Dataset excerpts

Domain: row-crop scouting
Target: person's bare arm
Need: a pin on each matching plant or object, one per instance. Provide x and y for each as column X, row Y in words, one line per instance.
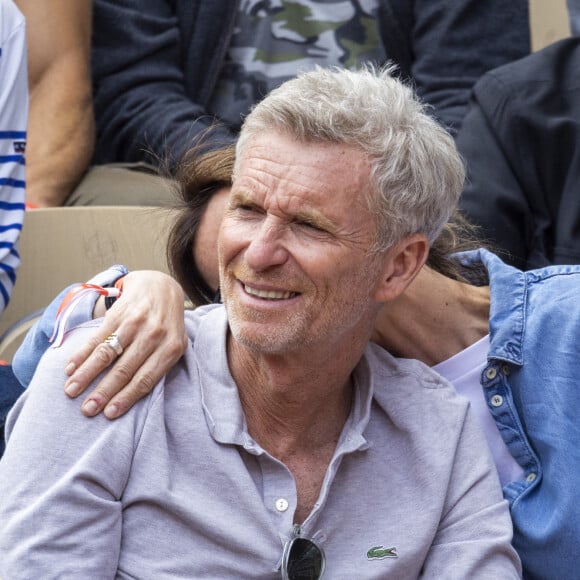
column 148, row 319
column 61, row 124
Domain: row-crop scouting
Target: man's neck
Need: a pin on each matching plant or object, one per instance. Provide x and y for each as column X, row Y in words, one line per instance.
column 293, row 402
column 435, row 318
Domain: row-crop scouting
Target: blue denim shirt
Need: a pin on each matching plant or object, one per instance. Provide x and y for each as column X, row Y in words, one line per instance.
column 532, row 387
column 533, row 393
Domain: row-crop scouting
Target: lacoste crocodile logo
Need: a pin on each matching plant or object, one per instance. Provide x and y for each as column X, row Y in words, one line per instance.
column 380, row 552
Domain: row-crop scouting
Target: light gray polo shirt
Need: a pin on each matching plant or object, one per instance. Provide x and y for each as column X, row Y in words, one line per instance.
column 178, row 489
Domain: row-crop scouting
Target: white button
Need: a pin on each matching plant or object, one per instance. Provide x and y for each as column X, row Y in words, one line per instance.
column 281, row 504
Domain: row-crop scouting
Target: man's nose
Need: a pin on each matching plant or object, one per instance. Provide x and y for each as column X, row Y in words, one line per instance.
column 268, row 247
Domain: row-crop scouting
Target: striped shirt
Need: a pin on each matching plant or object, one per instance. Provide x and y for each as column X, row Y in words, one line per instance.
column 13, row 123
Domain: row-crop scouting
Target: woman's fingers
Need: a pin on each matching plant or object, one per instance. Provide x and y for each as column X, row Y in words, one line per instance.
column 141, row 338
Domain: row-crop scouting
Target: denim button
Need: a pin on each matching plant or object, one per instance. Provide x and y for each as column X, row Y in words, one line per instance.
column 281, row 504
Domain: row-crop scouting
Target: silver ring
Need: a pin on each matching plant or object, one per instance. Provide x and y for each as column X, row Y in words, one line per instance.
column 113, row 341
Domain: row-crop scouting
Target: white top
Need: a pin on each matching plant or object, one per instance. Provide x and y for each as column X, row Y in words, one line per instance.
column 464, row 371
column 13, row 124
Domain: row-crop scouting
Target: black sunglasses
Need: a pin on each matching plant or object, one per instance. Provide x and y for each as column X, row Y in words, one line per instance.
column 302, row 560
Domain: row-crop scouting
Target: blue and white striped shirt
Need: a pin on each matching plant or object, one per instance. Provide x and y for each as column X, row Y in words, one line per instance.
column 13, row 124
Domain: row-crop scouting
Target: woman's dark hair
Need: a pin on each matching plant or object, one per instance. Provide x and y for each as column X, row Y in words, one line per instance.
column 199, row 176
column 458, row 235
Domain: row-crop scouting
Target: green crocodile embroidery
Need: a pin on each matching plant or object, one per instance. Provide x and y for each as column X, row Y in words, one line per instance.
column 382, row 552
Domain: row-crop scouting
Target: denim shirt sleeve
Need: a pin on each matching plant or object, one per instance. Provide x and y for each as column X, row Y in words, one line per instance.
column 37, row 339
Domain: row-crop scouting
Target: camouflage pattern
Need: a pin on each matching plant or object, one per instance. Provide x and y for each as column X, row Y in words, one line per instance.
column 274, row 39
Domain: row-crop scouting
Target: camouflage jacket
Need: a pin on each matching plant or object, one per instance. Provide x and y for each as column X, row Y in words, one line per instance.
column 156, row 62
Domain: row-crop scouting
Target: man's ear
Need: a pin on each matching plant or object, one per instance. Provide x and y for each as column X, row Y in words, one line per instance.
column 401, row 264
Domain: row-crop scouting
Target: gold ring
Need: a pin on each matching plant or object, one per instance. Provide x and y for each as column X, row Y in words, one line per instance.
column 113, row 341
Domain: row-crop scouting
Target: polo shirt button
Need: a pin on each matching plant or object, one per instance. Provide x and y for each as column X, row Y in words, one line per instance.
column 281, row 504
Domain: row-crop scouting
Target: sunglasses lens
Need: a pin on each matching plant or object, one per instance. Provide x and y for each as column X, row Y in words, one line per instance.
column 305, row 560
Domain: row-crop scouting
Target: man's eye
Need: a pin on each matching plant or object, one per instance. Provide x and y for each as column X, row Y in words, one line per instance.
column 312, row 226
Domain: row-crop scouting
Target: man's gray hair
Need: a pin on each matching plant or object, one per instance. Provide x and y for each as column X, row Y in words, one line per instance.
column 417, row 174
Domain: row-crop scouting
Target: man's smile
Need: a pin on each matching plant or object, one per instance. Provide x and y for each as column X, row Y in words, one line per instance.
column 269, row 294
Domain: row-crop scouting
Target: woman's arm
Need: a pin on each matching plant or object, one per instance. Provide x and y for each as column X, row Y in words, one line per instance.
column 148, row 318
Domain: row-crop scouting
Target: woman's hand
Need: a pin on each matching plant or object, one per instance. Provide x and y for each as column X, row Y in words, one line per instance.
column 149, row 324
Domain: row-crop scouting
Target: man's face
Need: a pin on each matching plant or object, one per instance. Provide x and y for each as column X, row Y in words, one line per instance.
column 294, row 244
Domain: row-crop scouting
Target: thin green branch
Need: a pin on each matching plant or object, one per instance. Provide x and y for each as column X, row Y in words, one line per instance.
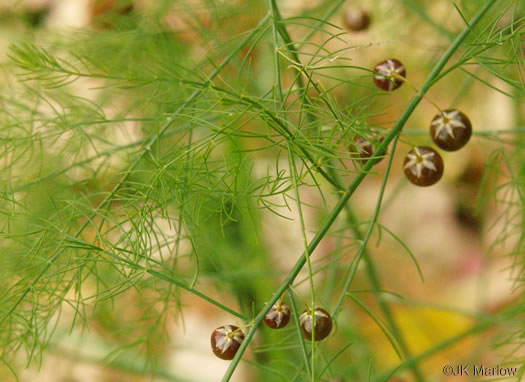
column 353, row 186
column 146, row 149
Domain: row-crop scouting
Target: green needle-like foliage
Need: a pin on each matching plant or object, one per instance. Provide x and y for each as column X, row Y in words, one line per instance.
column 153, row 160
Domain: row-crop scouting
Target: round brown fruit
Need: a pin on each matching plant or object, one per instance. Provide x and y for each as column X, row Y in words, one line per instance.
column 278, row 316
column 450, row 130
column 225, row 341
column 356, row 20
column 423, row 166
column 389, row 73
column 322, row 324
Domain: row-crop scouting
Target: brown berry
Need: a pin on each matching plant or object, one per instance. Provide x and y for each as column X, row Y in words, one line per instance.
column 225, row 341
column 450, row 130
column 322, row 324
column 278, row 316
column 389, row 72
column 364, row 148
column 356, row 20
column 423, row 166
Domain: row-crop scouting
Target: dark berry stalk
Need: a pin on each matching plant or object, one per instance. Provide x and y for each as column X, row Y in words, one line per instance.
column 357, row 181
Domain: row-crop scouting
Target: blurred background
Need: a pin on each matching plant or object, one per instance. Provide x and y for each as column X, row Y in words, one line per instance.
column 111, row 324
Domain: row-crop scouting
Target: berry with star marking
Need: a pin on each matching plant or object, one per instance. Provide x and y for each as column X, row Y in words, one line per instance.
column 225, row 341
column 389, row 73
column 423, row 166
column 322, row 324
column 356, row 20
column 278, row 316
column 450, row 130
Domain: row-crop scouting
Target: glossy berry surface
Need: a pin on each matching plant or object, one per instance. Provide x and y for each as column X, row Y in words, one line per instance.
column 225, row 341
column 450, row 130
column 278, row 316
column 364, row 148
column 388, row 71
column 322, row 324
column 356, row 20
column 423, row 166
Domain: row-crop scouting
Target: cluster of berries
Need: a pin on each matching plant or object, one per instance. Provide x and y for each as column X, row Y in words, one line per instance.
column 450, row 129
column 226, row 340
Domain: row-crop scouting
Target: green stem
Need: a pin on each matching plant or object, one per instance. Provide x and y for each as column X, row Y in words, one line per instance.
column 353, row 186
column 146, row 149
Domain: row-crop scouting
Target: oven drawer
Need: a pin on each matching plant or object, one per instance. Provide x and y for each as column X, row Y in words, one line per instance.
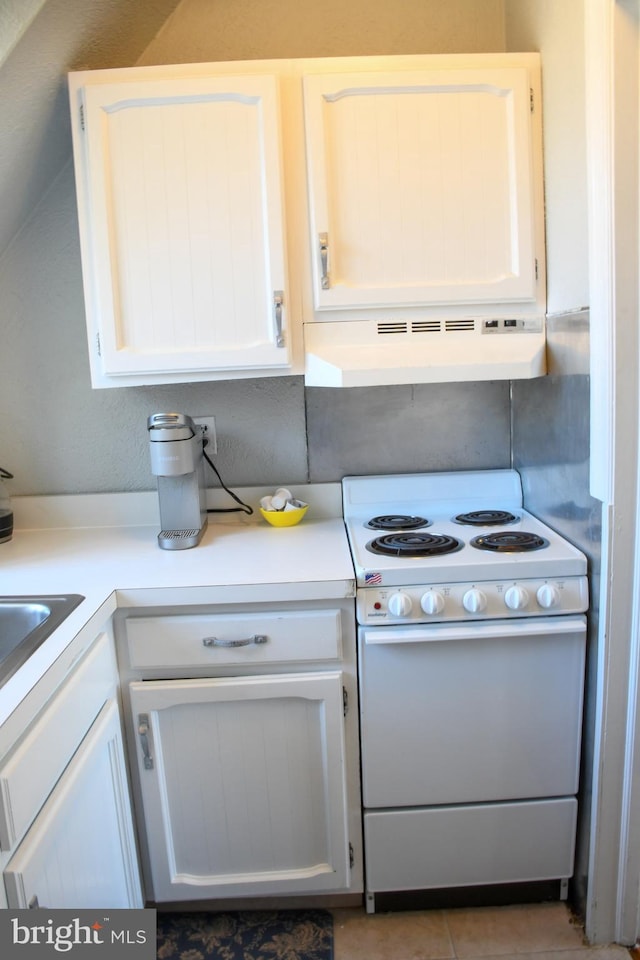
column 439, row 847
column 201, row 640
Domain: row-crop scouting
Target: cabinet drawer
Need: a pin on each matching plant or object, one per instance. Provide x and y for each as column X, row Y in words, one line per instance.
column 234, row 639
column 26, row 782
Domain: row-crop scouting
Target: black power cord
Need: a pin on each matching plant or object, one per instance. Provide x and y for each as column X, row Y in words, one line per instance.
column 242, row 508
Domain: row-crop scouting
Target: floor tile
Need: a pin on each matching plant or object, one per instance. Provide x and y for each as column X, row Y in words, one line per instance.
column 500, row 931
column 419, row 935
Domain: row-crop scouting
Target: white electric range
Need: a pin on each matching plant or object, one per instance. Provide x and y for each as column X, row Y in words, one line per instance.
column 471, row 651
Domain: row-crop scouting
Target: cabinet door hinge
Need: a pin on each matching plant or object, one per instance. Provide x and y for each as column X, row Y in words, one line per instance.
column 143, row 733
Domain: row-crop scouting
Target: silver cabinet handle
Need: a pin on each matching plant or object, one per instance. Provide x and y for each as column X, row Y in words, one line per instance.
column 278, row 301
column 325, row 282
column 143, row 733
column 216, row 642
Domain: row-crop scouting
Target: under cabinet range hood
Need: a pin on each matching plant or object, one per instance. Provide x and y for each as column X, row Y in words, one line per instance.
column 364, row 353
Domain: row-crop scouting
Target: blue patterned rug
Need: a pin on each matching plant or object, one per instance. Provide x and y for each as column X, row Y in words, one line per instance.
column 247, row 935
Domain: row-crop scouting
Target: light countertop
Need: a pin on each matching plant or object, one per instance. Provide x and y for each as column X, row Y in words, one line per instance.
column 238, row 560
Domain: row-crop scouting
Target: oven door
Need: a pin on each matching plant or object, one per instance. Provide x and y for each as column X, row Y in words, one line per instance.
column 474, row 712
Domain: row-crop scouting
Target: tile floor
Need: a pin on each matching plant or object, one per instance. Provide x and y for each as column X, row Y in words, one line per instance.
column 543, row 931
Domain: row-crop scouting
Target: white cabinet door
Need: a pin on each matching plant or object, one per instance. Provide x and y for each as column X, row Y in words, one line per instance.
column 80, row 850
column 422, row 187
column 182, row 227
column 243, row 785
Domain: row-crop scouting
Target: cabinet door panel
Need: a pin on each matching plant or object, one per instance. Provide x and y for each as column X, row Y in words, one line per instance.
column 422, row 185
column 80, row 851
column 186, row 223
column 246, row 793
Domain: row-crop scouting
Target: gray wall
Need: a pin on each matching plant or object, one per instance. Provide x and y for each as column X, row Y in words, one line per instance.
column 59, row 436
column 551, row 451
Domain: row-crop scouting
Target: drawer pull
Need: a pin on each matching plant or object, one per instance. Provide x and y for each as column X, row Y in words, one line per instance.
column 216, row 642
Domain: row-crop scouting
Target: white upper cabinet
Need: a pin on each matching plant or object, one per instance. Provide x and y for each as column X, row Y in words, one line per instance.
column 181, row 211
column 391, row 207
column 423, row 186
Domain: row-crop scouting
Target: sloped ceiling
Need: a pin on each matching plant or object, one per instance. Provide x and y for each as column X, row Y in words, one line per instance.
column 40, row 41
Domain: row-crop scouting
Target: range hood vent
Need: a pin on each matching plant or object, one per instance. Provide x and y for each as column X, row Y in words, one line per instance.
column 363, row 353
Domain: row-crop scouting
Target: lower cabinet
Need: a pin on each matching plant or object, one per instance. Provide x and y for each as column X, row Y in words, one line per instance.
column 243, row 784
column 80, row 850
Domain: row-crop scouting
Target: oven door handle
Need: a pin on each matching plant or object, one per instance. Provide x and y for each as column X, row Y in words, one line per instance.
column 477, row 630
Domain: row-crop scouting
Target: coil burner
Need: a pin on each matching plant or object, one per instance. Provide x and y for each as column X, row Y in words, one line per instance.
column 485, row 518
column 397, row 522
column 407, row 544
column 509, row 541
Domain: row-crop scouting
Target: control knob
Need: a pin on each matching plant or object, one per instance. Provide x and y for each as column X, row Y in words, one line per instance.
column 474, row 601
column 400, row 604
column 548, row 596
column 432, row 602
column 516, row 598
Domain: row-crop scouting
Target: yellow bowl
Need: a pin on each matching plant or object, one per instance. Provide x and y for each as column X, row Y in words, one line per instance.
column 284, row 518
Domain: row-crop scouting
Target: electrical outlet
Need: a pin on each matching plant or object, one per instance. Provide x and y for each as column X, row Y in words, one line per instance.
column 208, row 426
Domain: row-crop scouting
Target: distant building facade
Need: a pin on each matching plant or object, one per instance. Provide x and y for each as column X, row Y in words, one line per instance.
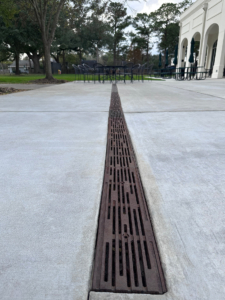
column 204, row 21
column 25, row 66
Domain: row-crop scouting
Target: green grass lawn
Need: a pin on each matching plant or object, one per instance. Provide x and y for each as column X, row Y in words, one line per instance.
column 29, row 77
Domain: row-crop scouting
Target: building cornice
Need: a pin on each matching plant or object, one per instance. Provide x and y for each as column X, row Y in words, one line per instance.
column 193, row 8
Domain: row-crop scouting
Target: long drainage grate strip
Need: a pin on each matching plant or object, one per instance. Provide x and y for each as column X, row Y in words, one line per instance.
column 126, row 257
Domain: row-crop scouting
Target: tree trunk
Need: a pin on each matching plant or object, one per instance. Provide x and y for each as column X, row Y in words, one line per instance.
column 35, row 58
column 114, row 55
column 48, row 68
column 64, row 63
column 97, row 54
column 17, row 57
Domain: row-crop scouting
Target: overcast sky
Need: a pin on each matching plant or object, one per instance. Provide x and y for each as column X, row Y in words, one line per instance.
column 134, row 7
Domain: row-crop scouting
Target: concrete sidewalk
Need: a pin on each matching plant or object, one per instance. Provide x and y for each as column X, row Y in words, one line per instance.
column 25, row 86
column 179, row 140
column 52, row 154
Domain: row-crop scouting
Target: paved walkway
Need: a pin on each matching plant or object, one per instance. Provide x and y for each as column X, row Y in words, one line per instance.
column 178, row 132
column 52, row 158
column 52, row 153
column 24, row 86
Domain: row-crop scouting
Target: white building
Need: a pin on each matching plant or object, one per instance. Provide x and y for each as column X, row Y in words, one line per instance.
column 204, row 21
column 24, row 66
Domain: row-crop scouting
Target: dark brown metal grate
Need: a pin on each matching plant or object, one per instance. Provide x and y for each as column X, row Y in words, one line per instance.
column 126, row 257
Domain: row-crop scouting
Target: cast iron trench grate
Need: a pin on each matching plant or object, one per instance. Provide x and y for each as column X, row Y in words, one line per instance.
column 126, row 257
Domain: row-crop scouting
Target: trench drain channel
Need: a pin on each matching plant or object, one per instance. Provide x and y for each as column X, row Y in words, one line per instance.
column 126, row 255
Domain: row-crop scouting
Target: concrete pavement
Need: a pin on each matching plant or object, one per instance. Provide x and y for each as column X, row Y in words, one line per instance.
column 179, row 140
column 25, row 86
column 52, row 158
column 52, row 154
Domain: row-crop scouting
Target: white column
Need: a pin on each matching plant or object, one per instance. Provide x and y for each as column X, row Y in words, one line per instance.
column 188, row 53
column 180, row 48
column 205, row 6
column 220, row 52
column 203, row 50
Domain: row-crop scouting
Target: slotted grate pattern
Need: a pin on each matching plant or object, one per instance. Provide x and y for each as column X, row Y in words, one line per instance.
column 126, row 257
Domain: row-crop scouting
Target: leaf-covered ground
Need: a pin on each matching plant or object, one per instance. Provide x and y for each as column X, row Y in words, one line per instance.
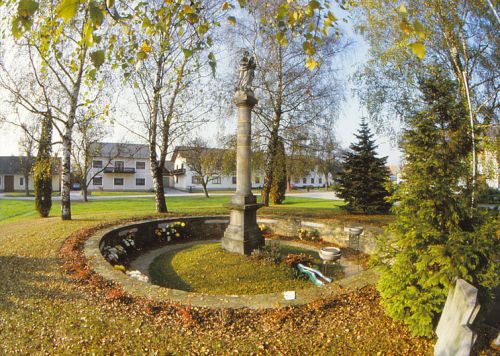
column 50, row 303
column 207, row 268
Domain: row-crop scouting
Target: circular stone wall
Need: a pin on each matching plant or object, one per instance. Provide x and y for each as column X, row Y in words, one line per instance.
column 151, row 234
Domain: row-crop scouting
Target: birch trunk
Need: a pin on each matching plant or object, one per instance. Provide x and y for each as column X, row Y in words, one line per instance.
column 273, row 141
column 66, row 174
column 26, row 185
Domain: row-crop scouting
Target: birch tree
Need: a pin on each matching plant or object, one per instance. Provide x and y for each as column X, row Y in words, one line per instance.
column 292, row 88
column 62, row 43
column 461, row 36
column 164, row 74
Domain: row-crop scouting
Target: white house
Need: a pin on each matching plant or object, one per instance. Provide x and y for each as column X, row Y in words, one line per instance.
column 183, row 178
column 489, row 159
column 120, row 167
column 12, row 174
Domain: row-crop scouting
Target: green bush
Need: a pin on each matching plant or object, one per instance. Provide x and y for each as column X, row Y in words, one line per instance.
column 437, row 236
column 364, row 176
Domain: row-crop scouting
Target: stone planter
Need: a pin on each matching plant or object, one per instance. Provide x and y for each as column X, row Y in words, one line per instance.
column 329, row 254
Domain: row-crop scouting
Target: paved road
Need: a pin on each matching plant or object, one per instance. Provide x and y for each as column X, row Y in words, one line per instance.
column 76, row 196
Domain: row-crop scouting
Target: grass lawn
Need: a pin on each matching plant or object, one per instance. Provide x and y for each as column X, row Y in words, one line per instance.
column 100, row 193
column 207, row 268
column 43, row 311
column 23, row 194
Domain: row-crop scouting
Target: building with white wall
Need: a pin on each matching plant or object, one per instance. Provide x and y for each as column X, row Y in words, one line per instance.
column 120, row 167
column 183, row 178
column 13, row 174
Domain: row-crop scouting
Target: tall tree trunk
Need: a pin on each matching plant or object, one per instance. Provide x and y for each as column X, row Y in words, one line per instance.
column 26, row 184
column 42, row 179
column 66, row 174
column 274, row 139
column 271, row 161
column 161, row 205
column 289, row 183
column 67, row 140
column 85, row 191
column 204, row 185
column 157, row 165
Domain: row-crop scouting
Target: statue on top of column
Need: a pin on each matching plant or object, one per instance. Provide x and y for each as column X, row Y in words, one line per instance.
column 247, row 73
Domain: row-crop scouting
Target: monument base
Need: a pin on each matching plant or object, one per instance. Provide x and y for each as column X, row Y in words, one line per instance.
column 243, row 234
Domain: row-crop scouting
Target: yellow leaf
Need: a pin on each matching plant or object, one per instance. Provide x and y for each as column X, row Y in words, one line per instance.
column 67, row 9
column 311, row 64
column 88, row 35
column 419, row 29
column 145, row 47
column 418, row 49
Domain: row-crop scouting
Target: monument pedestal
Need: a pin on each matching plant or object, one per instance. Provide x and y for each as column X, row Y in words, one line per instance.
column 243, row 234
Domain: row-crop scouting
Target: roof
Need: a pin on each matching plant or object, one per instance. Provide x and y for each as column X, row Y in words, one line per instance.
column 117, row 149
column 15, row 164
column 179, row 149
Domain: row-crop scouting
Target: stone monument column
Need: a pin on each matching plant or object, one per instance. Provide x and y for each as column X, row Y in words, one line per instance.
column 243, row 234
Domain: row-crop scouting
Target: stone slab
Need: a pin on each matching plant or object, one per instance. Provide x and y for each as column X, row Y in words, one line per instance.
column 455, row 338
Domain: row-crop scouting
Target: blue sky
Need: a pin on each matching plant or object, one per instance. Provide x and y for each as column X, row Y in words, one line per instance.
column 346, row 125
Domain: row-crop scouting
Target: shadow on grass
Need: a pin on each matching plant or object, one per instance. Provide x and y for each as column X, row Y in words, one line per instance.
column 163, row 273
column 27, row 278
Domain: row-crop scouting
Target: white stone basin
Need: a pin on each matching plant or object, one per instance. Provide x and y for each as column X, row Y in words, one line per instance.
column 330, row 254
column 356, row 231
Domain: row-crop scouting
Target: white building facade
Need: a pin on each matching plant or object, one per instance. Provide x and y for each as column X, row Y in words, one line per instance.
column 120, row 167
column 182, row 178
column 13, row 180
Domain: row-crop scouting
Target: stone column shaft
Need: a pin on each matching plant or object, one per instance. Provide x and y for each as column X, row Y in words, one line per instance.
column 243, row 156
column 243, row 234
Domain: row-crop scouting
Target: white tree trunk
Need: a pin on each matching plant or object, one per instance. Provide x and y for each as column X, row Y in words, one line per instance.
column 66, row 176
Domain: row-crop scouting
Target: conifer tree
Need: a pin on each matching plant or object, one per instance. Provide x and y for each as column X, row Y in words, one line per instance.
column 42, row 170
column 436, row 237
column 278, row 187
column 362, row 182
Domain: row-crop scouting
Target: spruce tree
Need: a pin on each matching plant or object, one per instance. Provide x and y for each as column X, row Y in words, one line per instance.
column 364, row 176
column 42, row 170
column 436, row 237
column 278, row 188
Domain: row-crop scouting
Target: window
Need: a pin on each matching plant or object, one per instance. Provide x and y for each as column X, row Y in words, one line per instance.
column 196, row 179
column 140, row 165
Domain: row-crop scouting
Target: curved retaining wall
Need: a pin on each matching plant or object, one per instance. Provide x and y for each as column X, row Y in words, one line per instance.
column 209, row 228
column 329, row 230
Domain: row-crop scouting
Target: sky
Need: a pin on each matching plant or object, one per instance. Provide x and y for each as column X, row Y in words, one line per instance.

What needs to be done: From the entries above, restate word for word the lines from the line containing "Target: white button" to the line containing "Target: denim button", both ends included, and nothing more.

Result for this task:
Target: white button
Need: a pin on each matching plant or object, one per instance. Provide x and y for each as column X, row Y in words, one line per instance.
column 281, row 504
Domain: row-crop scouting
Target: man's nose
Need: a pin on each matching plant or object, one per instance. Provide x and y for each as column X, row Y in words, one line per instance.
column 268, row 247
Domain: row-crop scouting
Target: striped shirt
Need: a pin on each matching plant or object, one per instance. Provide x and y for each as column X, row Y in words, one line per instance.
column 13, row 123
Domain: row-crop scouting
Target: woman's fingers
Need: a pin on each matching plant or object, one per instance. Provide x and y for each as column X, row Y in words, one line per instance.
column 141, row 338
Domain: row-crop scouting
Target: denim button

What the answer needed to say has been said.